Exercise material:
- - -

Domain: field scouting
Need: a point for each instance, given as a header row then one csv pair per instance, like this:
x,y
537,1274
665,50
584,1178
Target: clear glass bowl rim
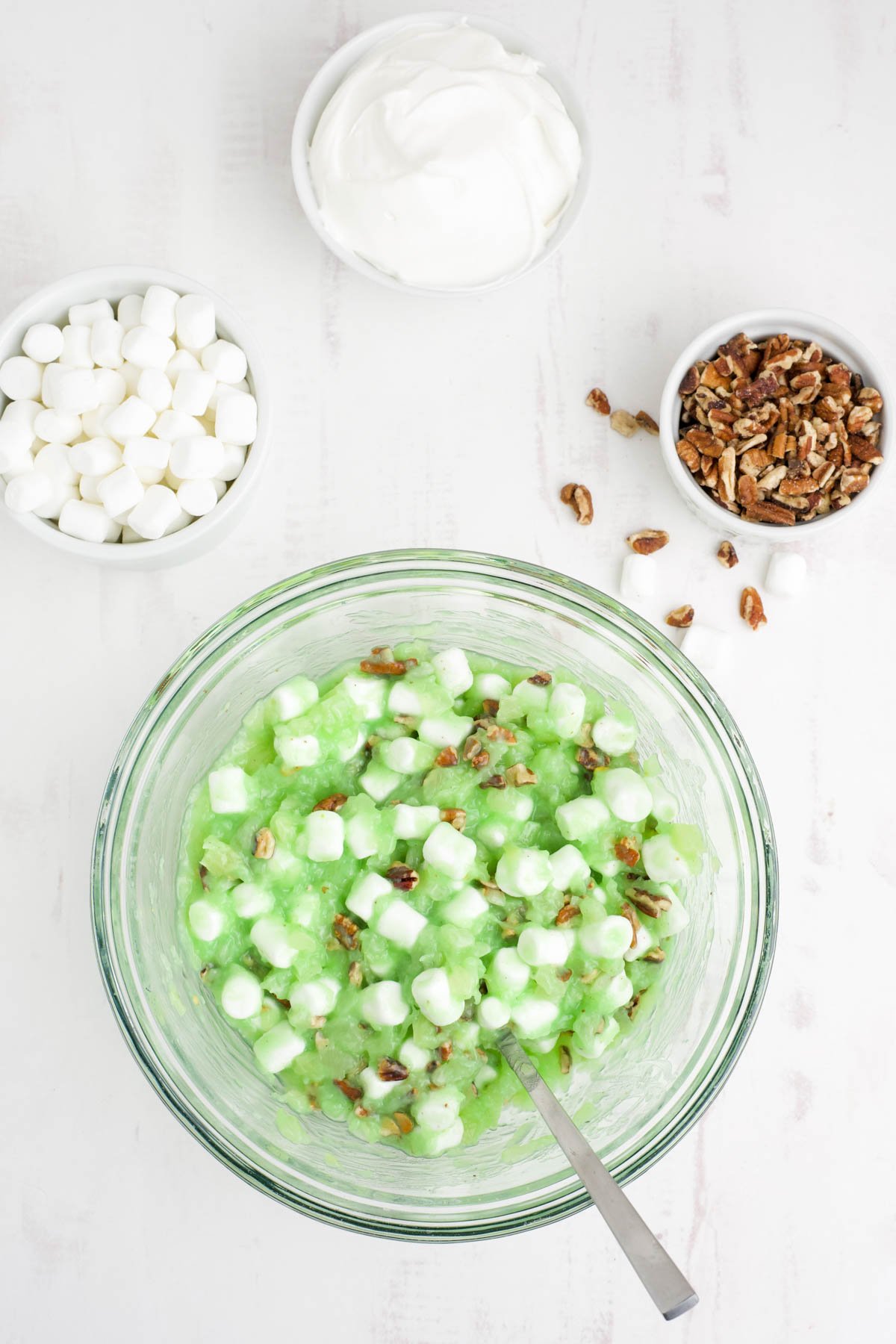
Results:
x,y
432,564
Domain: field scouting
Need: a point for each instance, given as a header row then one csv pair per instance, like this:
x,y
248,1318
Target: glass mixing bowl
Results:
x,y
647,1095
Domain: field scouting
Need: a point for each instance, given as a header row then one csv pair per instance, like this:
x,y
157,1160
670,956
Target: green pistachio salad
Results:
x,y
388,866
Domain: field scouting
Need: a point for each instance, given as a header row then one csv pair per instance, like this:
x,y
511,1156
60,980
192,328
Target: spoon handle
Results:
x,y
662,1278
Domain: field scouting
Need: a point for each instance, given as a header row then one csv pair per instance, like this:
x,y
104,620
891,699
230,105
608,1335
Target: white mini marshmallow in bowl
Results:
x,y
113,396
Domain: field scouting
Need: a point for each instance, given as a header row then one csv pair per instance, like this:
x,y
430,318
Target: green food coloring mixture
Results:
x,y
388,866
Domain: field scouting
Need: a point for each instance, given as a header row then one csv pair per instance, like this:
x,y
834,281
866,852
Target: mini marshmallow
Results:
x,y
237,418
85,315
382,1004
433,995
120,491
786,574
195,322
453,671
566,710
250,900
494,1012
366,892
374,1086
449,853
662,860
155,389
367,692
198,497
445,730
87,522
465,909
324,836
225,361
438,1110
606,939
508,971
568,870
105,343
408,756
297,750
706,647
401,924
317,996
148,457
378,781
234,461
582,819
626,794
57,426
147,349
413,823
240,995
227,789
413,1055
131,311
20,378
523,873
638,578
544,947
131,420
159,311
293,698
206,920
173,425
42,343
94,457
75,347
279,1048
272,939
156,512
196,457
193,390
27,492
534,1015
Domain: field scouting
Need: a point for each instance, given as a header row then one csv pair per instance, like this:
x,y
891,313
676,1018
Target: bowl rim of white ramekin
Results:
x,y
329,77
758,324
113,281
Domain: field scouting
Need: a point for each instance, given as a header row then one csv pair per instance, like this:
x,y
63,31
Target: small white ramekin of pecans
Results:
x,y
777,420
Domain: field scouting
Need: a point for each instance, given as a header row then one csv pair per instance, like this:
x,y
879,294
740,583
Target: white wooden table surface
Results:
x,y
743,158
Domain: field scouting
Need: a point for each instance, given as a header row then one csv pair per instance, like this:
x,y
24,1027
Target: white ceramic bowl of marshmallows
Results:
x,y
134,416
440,155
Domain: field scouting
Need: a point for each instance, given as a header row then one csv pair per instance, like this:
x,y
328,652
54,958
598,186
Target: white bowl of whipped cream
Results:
x,y
435,154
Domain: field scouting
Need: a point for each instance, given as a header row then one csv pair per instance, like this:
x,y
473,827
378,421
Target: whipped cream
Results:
x,y
444,159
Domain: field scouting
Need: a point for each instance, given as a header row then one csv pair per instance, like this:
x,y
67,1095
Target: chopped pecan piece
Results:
x,y
346,932
598,401
402,877
626,851
454,816
332,804
579,499
751,609
648,541
625,423
391,1071
346,1088
264,844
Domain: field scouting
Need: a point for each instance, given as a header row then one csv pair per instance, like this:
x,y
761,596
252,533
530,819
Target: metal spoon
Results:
x,y
662,1278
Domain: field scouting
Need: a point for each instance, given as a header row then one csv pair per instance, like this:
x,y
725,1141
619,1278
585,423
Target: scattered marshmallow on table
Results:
x,y
128,423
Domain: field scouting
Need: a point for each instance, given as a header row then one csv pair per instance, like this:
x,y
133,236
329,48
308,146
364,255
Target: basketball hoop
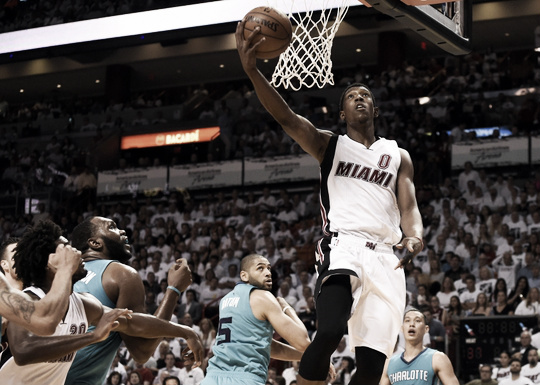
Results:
x,y
307,61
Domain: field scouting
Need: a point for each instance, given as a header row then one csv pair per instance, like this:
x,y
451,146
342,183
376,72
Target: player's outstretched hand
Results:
x,y
414,245
283,303
246,48
108,323
65,258
179,275
195,350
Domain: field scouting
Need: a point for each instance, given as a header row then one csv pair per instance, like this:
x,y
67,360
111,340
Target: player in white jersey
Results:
x,y
36,358
532,369
367,199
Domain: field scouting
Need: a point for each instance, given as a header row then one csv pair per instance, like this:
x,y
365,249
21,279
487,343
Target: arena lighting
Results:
x,y
169,138
133,24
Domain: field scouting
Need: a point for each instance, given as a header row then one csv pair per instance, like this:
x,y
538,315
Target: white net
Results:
x,y
307,61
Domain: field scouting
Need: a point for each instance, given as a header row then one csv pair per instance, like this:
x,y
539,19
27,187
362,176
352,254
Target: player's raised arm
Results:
x,y
286,323
411,220
42,317
312,140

- - -

Task requirements:
The answer must consist of every line in the records above that contains the word "white".

Solved problem:
Target: white mini marshmallow in bowl
Target: bowl rim of white ramekin
Target: small white ramekin of pecans
Target: white wooden table surface
Target: white ceramic bowl of marshmallows
Target: white bowl of whipped cream
Target: player in white jersey
Target: white net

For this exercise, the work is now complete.